▶ **TEXT BLOCK**:
2016-06-05 Thread Pine W
I understand now. Thank you for clarifying.

Pine

On Sun, Jun 5, 2016 at 2:49 PM, Dariusz Jemielniak <
djemieln...@wikimedia.org> wrote:

> On Sun, Jun 5, 2016 at 5:32 PM, Pine W  wrote:
>
> > I'll add a question of my own here. I find this statement interesting:
> > "Please
> > rate these other qualifications: (Please rate 0 to 5 with 0 being 0 not
> > important; 5 for extremely important)... Experience of working in an
> > a-hierarchical, participative management environment". I find this
> puzzling
> > because WMF is generally hierarchical organization, with the board an
> > executive director at the top, followed by middle management, followed by
> > line employees, contractors, and interns. I'm wondering if what is
> intended
> > here is a sentiment that the ED Search Committee would like to *transform
> > *WMF
> > into a less heirarchical organization. Could someone from the ED Search
> > Committee or the Board expand on what your intentions are with this
> > question? I cannot imagine how WMF could function as an
> "a-hierarchical...

▶ **DATA PROVIDED**:
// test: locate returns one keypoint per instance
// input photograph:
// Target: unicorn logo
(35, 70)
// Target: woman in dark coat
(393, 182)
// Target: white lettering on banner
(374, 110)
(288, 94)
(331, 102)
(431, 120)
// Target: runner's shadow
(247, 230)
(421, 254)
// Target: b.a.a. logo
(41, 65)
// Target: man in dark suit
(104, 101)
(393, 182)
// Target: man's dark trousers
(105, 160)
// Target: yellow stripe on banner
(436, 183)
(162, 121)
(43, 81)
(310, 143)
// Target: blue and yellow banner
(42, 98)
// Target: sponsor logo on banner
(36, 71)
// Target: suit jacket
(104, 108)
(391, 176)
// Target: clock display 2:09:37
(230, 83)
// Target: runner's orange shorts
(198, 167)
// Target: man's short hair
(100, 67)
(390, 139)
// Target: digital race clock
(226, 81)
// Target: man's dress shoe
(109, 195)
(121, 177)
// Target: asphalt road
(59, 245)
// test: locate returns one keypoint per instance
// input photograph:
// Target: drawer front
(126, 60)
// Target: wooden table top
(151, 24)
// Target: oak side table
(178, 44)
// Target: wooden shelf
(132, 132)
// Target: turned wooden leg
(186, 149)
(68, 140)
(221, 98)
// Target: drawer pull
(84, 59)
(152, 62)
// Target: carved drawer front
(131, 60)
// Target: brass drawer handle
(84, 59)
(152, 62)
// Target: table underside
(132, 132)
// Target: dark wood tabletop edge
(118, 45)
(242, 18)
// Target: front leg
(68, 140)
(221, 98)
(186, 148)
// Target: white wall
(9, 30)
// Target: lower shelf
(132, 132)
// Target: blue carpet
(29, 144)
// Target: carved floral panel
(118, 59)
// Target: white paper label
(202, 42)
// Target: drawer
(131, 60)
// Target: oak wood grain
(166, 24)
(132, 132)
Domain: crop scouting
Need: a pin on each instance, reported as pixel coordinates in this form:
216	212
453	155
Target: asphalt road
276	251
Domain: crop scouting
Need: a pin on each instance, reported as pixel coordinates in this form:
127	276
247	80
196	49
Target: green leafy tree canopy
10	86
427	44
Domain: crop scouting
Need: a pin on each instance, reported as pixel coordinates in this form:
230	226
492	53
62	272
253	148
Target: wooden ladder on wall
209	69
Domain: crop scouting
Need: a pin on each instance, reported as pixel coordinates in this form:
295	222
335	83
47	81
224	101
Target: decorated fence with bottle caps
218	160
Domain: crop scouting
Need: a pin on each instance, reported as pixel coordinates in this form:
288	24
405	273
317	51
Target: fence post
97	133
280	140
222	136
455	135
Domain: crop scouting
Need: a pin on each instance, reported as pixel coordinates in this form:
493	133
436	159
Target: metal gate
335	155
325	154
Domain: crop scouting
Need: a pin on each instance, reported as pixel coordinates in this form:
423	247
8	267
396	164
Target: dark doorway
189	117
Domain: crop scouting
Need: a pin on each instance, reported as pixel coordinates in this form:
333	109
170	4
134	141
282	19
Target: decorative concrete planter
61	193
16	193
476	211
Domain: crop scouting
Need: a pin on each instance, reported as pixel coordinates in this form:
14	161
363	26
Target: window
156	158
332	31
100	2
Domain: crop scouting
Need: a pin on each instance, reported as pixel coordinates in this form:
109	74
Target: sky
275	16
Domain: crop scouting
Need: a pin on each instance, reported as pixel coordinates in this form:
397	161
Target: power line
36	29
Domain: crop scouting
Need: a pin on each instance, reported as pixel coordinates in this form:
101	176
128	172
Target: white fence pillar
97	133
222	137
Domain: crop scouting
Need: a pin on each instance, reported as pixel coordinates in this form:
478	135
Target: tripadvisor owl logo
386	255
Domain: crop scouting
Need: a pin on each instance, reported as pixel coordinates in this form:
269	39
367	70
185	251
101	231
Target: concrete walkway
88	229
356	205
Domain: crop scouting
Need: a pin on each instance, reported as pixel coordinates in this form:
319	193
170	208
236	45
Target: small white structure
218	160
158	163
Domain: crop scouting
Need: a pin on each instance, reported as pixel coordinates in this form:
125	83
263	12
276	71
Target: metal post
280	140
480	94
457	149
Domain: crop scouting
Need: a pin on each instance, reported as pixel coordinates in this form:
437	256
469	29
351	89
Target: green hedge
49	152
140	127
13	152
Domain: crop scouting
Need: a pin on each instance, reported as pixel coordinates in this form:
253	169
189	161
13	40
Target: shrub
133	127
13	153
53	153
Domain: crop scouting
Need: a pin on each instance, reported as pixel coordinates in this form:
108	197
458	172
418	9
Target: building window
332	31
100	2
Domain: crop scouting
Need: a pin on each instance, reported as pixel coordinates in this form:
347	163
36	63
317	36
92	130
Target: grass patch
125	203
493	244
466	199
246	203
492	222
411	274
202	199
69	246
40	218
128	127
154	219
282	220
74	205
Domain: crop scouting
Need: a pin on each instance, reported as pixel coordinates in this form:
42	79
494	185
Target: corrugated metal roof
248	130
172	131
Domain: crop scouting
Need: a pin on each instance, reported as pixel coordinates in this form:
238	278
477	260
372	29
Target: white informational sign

▶ **BRIEF A**:
In the email thread, which qualification does Pine W call puzzling?
▶ **BRIEF B**:
Translate this sentence from the email thread into Spanish: "Could someone from the ED Search Committee or the Board expand on what your intentions are with this question?"

▶ **WRITTEN ANSWER A**:
Experience of working in an a-hierarchical, participative management environment.

▶ **WRITTEN ANSWER B**:
¿Podría alguien del Comité de Búsqueda del ED o de la Junta explicar con más detalle cuáles son sus intenciones con esta pregunta?